# Task 1
List every Greek phrase the sermon on Ephesians 3:20-21 quotes from verse 21, each with the English rendering the sermon gives for it.
# Task 2
Write the next part of the sermon on Ephesians 3:20-21, picking up after its final sentence.

---------- Text extract ----------

11-29-70    8:15 a.m.

 

On the radio you are sharing the services of the First Baptist Church in Dallas, and this is pastor bringing the message entitled The Glory of God in the Church.  In our preaching through the Book of Ephesians, in the third chapter, we have come to that final verse:

Now unto Him that is able to do exceeding abundantly above all that we ask or think, according to the power that worketh in us,

Unto Him be glory in the church by Christ Jesus throughout all ages, world without end.  Amen.

[Ephesians 3:20-21]

I prepared the sermon, The Glory in the Church, and it had four sections, four points.  The first one was the glory in the church; it is the presence of Christ among us.  The glory of God in the church, it is the love Christ for us.  The glory of God in the church, it is the revelation of the truth through us.  The glory of God in the church, it is the fellowship of the saints in it.  But yesterday morning, Saturday morning, as I always do, laying the message before God, getting it into my soul so that I could stand up here and preach it without notes, living it, and after all, that is what preaching is, taking the truth of God and living it in the heart and life of the spokesman in this sacred pulpit.

As I began yesterday morning, I was not pleased.  There is so much more in that than the sort of devotional message that I had prepared.  So I threw it away and yesterday morning started all over again and finished it late last night, The Glory of God in the Church.  You have it translated here in the King James Version out of which I preach, “Unto Him be glory in the church by Christ Jesus, auto, “to Him,” he doxa, “the glory,” en te ekklesia, “in the church,” en Christo Iesou, “in Christ Jesus,” not “by Christ Jesus,” “unto Him, unto God, be the glory in the church in Christ Jesus throughout all ages, world without end.  Amen” [Ephesians 3:21].

What is the glory?  “Unto God be the glory in the church, in Christ Jesus.”  For the most part, the word translated glory in the Old Testament is kabôd.  In the New Testament, it is doxa.  Our word “doxology” comes from it.  And for the most part, those are the two words that are used in the Bible, translated “glory.”  And doxa is an exact translation of the Hebrew word kabôd.  As I studied the best I could, it seemed to me there were five different ways, maybe among others, but these mostly, there are five different categories in which that word glory is used.

---------- Record extracts ----------

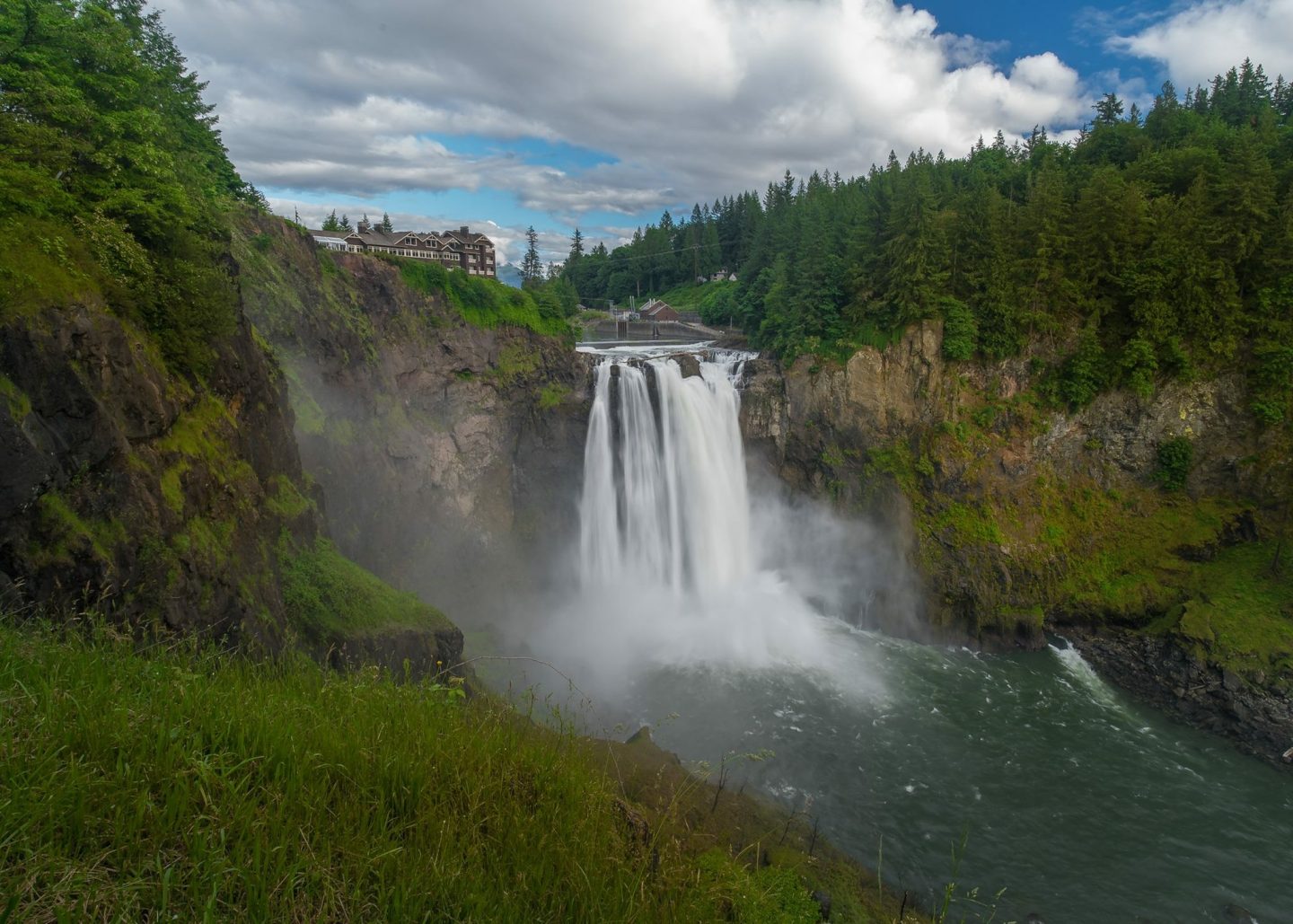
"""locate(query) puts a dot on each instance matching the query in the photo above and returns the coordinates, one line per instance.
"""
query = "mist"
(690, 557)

----------
---------- Record extracts ----------

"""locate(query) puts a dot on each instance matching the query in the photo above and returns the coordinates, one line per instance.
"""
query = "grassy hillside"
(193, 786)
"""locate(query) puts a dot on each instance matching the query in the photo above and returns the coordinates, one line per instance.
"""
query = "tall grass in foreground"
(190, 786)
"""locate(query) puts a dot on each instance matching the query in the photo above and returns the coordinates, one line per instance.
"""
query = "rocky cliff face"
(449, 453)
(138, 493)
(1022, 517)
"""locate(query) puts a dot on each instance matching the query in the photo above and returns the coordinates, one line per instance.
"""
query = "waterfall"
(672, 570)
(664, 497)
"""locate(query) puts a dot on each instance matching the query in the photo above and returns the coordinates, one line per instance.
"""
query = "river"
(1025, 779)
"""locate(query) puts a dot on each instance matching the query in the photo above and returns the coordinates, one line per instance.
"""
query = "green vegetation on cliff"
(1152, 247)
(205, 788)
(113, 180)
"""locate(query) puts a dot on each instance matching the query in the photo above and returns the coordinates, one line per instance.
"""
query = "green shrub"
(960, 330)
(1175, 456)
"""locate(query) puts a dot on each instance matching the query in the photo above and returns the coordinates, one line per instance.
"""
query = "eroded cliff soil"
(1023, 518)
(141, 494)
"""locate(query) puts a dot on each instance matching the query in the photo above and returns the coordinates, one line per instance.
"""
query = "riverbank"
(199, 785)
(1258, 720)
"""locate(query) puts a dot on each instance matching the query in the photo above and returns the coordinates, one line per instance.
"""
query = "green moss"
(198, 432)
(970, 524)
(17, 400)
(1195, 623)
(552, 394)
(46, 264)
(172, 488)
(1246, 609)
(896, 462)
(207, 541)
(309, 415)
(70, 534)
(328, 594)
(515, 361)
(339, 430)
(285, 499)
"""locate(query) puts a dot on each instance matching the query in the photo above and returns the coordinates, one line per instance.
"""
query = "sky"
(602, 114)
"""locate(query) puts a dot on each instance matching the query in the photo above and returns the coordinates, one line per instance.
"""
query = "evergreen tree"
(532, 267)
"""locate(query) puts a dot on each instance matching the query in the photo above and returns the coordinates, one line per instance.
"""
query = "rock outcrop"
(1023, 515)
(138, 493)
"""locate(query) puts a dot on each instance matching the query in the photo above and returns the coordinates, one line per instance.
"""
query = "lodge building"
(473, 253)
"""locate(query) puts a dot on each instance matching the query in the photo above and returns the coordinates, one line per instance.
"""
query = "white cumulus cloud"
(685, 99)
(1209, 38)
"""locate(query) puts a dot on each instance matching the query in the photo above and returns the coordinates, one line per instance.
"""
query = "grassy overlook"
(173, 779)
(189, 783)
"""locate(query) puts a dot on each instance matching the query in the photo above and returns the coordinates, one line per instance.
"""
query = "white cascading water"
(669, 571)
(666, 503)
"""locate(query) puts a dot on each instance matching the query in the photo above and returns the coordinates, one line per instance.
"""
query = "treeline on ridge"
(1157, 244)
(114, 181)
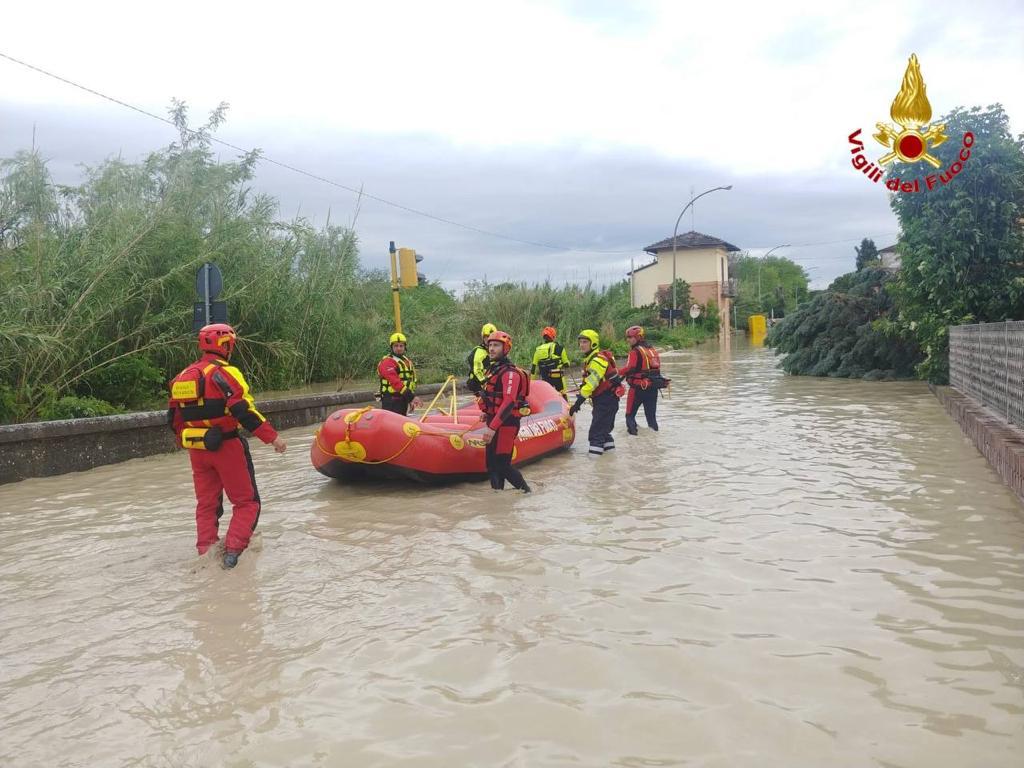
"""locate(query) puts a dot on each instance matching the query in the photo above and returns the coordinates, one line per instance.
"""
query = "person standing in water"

----------
---------- Record extracts ----------

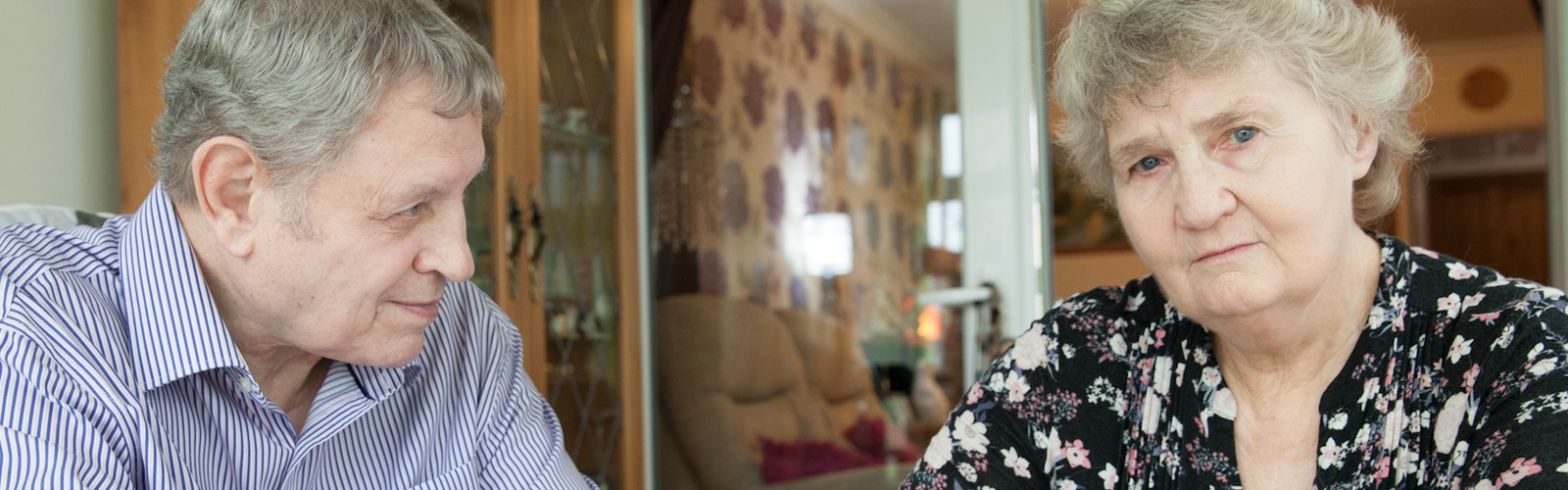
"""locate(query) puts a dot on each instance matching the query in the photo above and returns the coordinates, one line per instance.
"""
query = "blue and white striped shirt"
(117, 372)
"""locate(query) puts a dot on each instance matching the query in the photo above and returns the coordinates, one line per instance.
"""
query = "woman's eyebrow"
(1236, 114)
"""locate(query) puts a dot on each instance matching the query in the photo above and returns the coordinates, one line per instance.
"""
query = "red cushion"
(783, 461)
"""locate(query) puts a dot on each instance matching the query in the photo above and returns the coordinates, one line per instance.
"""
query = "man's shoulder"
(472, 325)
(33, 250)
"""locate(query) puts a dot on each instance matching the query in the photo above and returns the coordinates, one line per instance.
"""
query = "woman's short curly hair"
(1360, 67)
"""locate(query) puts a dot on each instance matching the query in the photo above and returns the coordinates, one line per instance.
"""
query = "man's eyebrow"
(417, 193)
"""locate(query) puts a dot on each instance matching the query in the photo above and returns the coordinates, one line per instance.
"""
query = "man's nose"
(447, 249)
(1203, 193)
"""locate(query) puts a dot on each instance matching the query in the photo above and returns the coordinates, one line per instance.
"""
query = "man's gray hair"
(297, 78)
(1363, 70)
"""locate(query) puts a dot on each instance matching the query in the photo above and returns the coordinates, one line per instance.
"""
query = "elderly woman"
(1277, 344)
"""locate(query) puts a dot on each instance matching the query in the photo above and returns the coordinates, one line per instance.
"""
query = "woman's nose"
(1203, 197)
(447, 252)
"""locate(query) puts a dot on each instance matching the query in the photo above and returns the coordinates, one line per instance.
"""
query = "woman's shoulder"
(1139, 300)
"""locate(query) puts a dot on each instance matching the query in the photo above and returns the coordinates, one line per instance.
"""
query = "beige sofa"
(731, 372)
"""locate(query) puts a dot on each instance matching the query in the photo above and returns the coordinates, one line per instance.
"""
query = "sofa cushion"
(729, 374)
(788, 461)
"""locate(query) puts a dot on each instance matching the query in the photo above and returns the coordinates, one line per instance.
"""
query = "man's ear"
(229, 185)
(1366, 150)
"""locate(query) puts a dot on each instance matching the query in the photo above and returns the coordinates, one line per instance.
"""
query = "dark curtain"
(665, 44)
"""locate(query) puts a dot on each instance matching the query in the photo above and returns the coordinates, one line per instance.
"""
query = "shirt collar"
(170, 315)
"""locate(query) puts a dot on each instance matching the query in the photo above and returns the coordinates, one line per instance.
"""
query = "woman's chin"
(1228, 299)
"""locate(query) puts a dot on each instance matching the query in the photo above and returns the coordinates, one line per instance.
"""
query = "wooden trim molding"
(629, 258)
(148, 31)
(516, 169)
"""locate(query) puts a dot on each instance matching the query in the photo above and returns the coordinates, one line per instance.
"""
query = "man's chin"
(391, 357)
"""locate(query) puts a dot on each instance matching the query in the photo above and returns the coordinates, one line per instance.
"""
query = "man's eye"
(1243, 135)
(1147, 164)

----------

# Task result 1
- auto: "to Him"
- he doxa: "the glory"
- en te ekklesia: "in the church"
- en Christo Iesou: "in Christ Jesus"

# Task result 2
One:  it refers to beauty, symmetry, impressiveness.  For example, David said, “I cannot build the house for the Lord [1 Chronicles 22:6-8], but my son Solomon will build it, and I will prepare the materials for him, for,” said David, “the house must be exceeding magnificent, of fame and glory throughout all the nations” [1 Chronicles 22:5].  There the word glory refers to the beauty and symmetry of the house for the Lord.

Again: the word glory refers to dominion, and power, and majesty, and might!  In the nineteenth Psalm, the first verse, “The heavens declare the glory of God” [Psalm 19:1].  In the New Testament, and Satan, in that third temptation, caused to pass before the Lord Jesus the vision of all the nations of the world and the glory of them.  And he said, “If You will bow down and worship before me, I will give You all these things” [Matthew 4:8-9].  In the Sermon on the Mount, the Lord said, “Solomon in all his glory, in all of his grandeur and might and majesty, is not arrayed like one of these lilies” [Matthew 6:28-29].  In the twenty-first chapter of the Revelation, the apostle John said that into that beautiful city the kings of the earth shall bring their honor and glory [Revelation 21:24].  In the sixteenth chapter of Matthew, the Lord says that someday He is coming in the glory of the Father with the holy angels [Matthew 16:27].  James and John came up to the Lord and said, “Grant unto us that one of us may be on Your right hand and the other on Your left hand in Thy glory” [Mark 10:37].  And in the last chapter of Luke, the Lord teaches His disciples, after He has raised from the dead, “Should not the Son of Man have suffered, and entered into His glory?” [Luke 24:26].  In the seventeenth chapter of the Book of John, the Lord refers to the glory He had with God the Father, “before the world was” [John 17:5].  Here the word glory refers to majesty and dominion and power.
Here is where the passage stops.